• TEXTE À LIRE:
· · · ·

Les OUI Québec sont décidés à « aller vers des groupes que les partis politiques rejoignent moins », puis à « contribuer à la convergence de tous les indépendantistes », insiste Mme Carbonneau. En plus de donner le coup d’envoi d’une « vaste campagne de membership » afin d’avoir « plus de moyens », la coalition des OUI Québec organisera de nouvelles soirées thématiques — « femmes et indépendance », « austérité et indépendance »,par exemple — auxquelles « alignés » et « non-alignés » seront les bienvenus. « On veut regrouper les gens par affinités, un peu comme ce qu’on voit dans la société catalane. D’ailleurs, on entend intensifier la cadence de ce côté-là », dit la porte-parole des OUI Québec — anciennement le Conseil de la souveraineté du Québec.

D’ici aux prochaines élections générales, péquistes, solidaires et onistes promettent de multiplier les démonstrations d’unité, notamment en s’affichant côte à côte à des événements organisés par les OUI Québec, promet-on. « On pourra voir toute sorte d’événements, de rassemblements, d’activités, d’opérations auprès de la population qui peuvent être communs », spécifie Mme Hivon. « Est-ce qu’il peut arriver qu’il y ait certaines activités communes ? Oui ! Il faut que ça permette aussi d’exprimer nos divergences », poursuit Mme David.

· · · ·

• TRAVAIL DEMANDÉ:
1. Relevez toutes les personnes désignées par leur nom dans le texte sur les OUI Québec.
2. Répondez brièvement à ces questions sur le texte sur les OUI Québec :
(a) Quel nom portaient auparavant les OUI Québec ?
(b) À quelle société la porte-parole compare-t-elle le regroupement des gens par affinités ?
(c) Qui promet de multiplier les démonstrations d'unité d'ici aux prochaines élections générales ?
3. Écrivez la suite du texte sur les OUI Québec, à partir de sa dernière phrase.

· · · ·

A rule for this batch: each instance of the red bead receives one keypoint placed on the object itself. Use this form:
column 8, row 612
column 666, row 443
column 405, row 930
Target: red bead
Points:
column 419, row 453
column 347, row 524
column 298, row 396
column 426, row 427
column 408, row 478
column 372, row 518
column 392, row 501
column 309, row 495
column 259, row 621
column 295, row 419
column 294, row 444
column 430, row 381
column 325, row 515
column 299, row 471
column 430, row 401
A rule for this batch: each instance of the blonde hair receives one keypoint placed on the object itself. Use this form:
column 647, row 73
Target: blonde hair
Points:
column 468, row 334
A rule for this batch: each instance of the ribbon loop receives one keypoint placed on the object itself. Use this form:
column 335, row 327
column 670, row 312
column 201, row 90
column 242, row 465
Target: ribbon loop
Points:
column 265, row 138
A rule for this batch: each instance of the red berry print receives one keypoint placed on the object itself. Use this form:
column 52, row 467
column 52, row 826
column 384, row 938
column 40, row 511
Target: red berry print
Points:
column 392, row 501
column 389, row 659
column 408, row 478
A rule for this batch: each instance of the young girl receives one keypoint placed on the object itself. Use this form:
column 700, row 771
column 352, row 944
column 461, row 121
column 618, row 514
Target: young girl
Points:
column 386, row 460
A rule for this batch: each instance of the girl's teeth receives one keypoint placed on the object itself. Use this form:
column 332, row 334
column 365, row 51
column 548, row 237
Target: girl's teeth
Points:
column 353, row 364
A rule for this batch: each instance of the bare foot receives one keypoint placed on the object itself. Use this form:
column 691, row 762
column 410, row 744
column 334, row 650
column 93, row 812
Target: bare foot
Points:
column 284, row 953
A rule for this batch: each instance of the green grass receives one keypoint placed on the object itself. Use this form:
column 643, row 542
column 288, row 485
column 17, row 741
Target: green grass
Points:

· · · ·

• RÉPONSES:
1.
Mme Carbonneau
Mme Hivon
Mme David

2.
(a) Le Conseil de la souveraineté du Québec.
(b) À la société catalane.
(c) Les péquistes, les solidaires et les onistes.

3.
Alliance possible 

Apparaissant nécessaires pour maximiser la probabilité de faire élire une majorité de députés indépendantistes au prochain scrutin, les scénarios d’« alliances » ou de « pactes de non-agression » entre le PQ, QS et ON se poseront inévitablement d’ici à la prochaine campagne électorale, explique-t-on à micro fermé. « Il y aura des questions à résoudre. [À l’approche des élections de 1994], tu avais un parti indépendantiste : le PQ. Aujourd’hui, tu en as trois, plus un grand nombre de non-alignés », note Mme Carbonneau. L’ex-numéro un de la CSN dit avoir pleinement « confiance en l’imagination du monde ». « Il y a eu des solutions très créatives de mises de l’avant en Catalogne, pas juste l’idée de la liste unique, mais l’idée de s’entendre sur une feuille de route », glisse-t-elle au passage.

« La plupart du temps, ce dont ils parlent, c’est de convergence électorale. À Québec solidaire, on n’en est pas là, rappelle la députée de Gouin, Françoise David. Ça n’empêche pas des gestes qui peuvent être posés en commun avec d’autres partis. »

D’ailleurs, des émissaires des trois principaux partis politiques indépendantistes ainsi que de la société civile partageront leurs commentaires sur les leçons à tirer des indépendantistes catalans, un an après avoir pris part à une « mission d’observation » de la consultation sur l’indépendance de la Catalogne. « C’est comme ça que l’on construit de la convergence », se réjouit Mme Carbonneau. « [Cependant, quand les partis politiques sont] laissés à eux-mêmes, ça peut créer des tensions ou des rivalités qui sont un peu inutiles, contre-productives dans la recherche du projet », conclut-elle.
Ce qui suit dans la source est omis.